▸ **DOCUMENT TEXT**

▼

Tendulkar got off the mark soon after his arrival at the crease with his signature shot, a gorgeous straight drive off Brett Lee that raced just past the stumps. He was not entirely comfortable during his stay, but for a change he had luck on his side.

Twice during the first session he could well have been heading back to the pavilion, when a nick off Nathan Bracken flew between the wicketkeeper and first slip, with Adam Gilchrist failing to hold on to it.

Another chance went abegging late in the session when an inside edge ballooned off the pad and dropped just short of Bracken, who was bowling round the wicket.

Run-scoring was difficult, but the ease with which Dravid batted showed that the Indian vice-captain is in the best form of his life.

The introduction of Stuart MacGill into the attack almost always means runs for the Indians. The leg-spinner does not have the control of his contemporary Shane Warne and every loose ball was punished by Dravid.

Still trailing by 83 runs, India went in to lunch at 109 for 2 with Dravid batting on 38 and Tendulkar on 33. India were slowly fighting their way back into the match, though a few quick wickets could still turn it Australia's way.

Post-lunch session:

A slow-scoring but exciting post-lunch session saw the Indians add 73 runs and edge closer to making Australia bat again. Every run was vital on a pitch that has been behaving badly. The variable bounce combined with steady bowling by the Aussie bowlers, Nathan Bracken in particular, made life difficult for the Indian batsmen.

Tendulkar was dismissed in this session, once again chasing a delivery away from his body, wide outside the off-stump. It was a ball he would have done well to leave alone, but the rush of blood proved costly and Williams was the delighted bowler. Tendulkar made 44, but looked tentative throughout his stay, unlike Dravid, who has looked a class apart in this series.

Tendulkar and Dravid put on 87 runs in their vital partnership, which gave India hope and kept the Aussies at bay (126-3).

▲

▸ **WORK TO DO**
• a. According to the cricket match report, what was India's score when the teams went in to lunch?
• b. Write a continuation of the cricket match report, picking up after its last sentence.

▸ **DATA RECORDS**
▼

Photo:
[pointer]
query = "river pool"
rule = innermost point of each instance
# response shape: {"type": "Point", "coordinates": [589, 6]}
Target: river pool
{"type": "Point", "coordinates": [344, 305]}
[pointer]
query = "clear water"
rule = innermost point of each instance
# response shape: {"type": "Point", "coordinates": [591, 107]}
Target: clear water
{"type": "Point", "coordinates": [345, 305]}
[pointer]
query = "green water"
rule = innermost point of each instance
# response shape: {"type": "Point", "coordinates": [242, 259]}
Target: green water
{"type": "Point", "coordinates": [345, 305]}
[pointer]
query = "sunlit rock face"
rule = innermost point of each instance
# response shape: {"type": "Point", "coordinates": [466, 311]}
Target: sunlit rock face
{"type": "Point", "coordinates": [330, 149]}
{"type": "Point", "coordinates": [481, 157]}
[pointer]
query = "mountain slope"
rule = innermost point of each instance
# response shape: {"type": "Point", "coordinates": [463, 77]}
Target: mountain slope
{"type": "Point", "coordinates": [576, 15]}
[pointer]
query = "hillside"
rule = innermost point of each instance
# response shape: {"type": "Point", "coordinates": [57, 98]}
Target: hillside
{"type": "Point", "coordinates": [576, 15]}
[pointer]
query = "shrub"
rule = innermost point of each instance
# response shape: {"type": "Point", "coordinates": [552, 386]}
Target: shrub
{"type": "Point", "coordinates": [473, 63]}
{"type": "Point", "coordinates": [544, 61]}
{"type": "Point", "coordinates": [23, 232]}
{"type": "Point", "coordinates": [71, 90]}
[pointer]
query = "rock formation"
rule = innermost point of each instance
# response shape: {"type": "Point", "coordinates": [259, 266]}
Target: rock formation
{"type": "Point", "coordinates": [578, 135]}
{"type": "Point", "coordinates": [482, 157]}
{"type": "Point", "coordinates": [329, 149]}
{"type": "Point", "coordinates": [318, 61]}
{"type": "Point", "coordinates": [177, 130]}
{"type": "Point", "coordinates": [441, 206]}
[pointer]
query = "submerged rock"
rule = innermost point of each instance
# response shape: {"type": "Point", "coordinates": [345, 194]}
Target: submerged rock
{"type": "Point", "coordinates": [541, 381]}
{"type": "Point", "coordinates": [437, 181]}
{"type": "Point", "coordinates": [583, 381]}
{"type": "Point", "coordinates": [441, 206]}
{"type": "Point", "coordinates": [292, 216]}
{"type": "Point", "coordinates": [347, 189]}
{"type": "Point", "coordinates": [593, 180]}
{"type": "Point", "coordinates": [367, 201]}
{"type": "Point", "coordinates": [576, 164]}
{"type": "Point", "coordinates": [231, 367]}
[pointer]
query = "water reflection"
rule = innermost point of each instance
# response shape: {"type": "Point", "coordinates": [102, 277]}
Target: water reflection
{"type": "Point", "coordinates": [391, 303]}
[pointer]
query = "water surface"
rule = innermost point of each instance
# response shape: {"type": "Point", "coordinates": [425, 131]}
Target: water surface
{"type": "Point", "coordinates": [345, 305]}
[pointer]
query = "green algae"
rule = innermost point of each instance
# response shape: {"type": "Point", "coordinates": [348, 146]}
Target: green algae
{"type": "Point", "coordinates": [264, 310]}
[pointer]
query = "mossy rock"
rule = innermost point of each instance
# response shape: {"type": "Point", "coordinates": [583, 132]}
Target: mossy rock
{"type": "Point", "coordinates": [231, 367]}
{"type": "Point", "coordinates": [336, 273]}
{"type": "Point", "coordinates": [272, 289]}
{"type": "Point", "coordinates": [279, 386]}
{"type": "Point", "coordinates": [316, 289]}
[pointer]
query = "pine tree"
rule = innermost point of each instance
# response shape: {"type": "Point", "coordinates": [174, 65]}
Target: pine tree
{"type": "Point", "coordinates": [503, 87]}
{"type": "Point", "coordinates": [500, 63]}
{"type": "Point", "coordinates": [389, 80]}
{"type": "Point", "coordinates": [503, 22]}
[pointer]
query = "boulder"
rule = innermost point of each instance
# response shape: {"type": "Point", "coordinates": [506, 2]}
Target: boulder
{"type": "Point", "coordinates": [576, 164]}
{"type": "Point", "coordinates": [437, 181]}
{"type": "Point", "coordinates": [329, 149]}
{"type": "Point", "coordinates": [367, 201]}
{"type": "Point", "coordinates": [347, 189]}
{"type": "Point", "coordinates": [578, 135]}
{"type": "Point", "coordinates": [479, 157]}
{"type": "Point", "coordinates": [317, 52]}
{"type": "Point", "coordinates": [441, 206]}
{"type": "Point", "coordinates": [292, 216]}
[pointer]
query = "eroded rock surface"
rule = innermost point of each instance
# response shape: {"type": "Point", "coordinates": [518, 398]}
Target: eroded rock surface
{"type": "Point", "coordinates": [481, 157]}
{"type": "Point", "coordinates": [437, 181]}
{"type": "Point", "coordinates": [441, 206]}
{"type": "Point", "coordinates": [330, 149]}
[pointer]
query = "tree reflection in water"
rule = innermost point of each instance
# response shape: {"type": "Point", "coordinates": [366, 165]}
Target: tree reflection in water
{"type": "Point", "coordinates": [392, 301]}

▲

▸ **SOLVED TASKS**
• a. 109 for 2

• b.
Laxman, who came in next, was quickly off the mark. With some elegant drives and wristy strokes, he looked at ease against both pace and spin. The most important part was the way he completely eschewed horizontal-bat shots. On a pitch of variable bounce, presenting the full face was the best way to bat.

At the other end, Dravid was starting to enjoy himself a little as the runs started to flow. The righthander reached his third fifty of the series, which has seen him establish himself as one of the world's leading batsmen today.

The lead was being whittled down quickly. Just then disaster struck. MacGill snared Laxman in a virtual replica of his first innings dismissal. The ball pitched in line with the off-stump, turned, drew the elegant Hyderabadi forward and took the edge -- a perfect leg-spinner's dismissal. It was a disappointing, premature end to a promising innings. Worse, it put India under the hammer again.

India were 160-4 at this stage, still needing 32 runs to make Australia bat again.

Ganguly came back in, having recovered from the blow on the head in the morning session and with a huge grin on his face. The skipper knew exactly what would be in store for him. But he was determined to make a fight of it. Though he looked a bit off-colour, he displayed his fighting spirit to the fullest.

The duo guided India to tea at 182 without further loss. Dravid with 60 and Ganguly on 31 were at the crease.

Post-tea session:

The last session started off very well for the Indians, with Ganguly and Dravid playing positively. Ganguly, in particular, made his intentions clear with a few pull shots.

Earlier in the series, the captain had avoided playing most of the short pitched deliveries. Today he attacked with aplomb.

It was a wonderful partnership between vice-captain and captain. Ganguly attacked, Dravid kept his wicket intact, and the team's confidence began to grow again.

Around this point Dravid started to struggle, the effects of a long innings making its presence felt. He was even hit on the throat off the top edge while trying to sweep a delivery from part-time left-arm spinner Simon Katich.

All the Aussie bowlers maintained a good line and length, troubling the batsmen and keeping the runs in check. At the end of the day, they were rewarded for their persistence. The new ball, taken as soon as it was available, played a major role in the collapse.

Ganguly started cutting loose against Brett Lee. He played his shots and for a period it seemed as if the game might run away from the Aussies.

But the 84th over of the innings turned the match in the hosts' favour. Thirteen runs (3, 4, 5nb, 1) were scored off the first four deliveries. Then Dravid was dismissed off the fifth. The ball seamed off the wicket, more than Dravid had expected, and squared him. He played away from his body and a simple edge to Gilchrist gave Lee one of the most important wickets of his career. Dravid was gone, eight runs short of what would have been his second century in the series.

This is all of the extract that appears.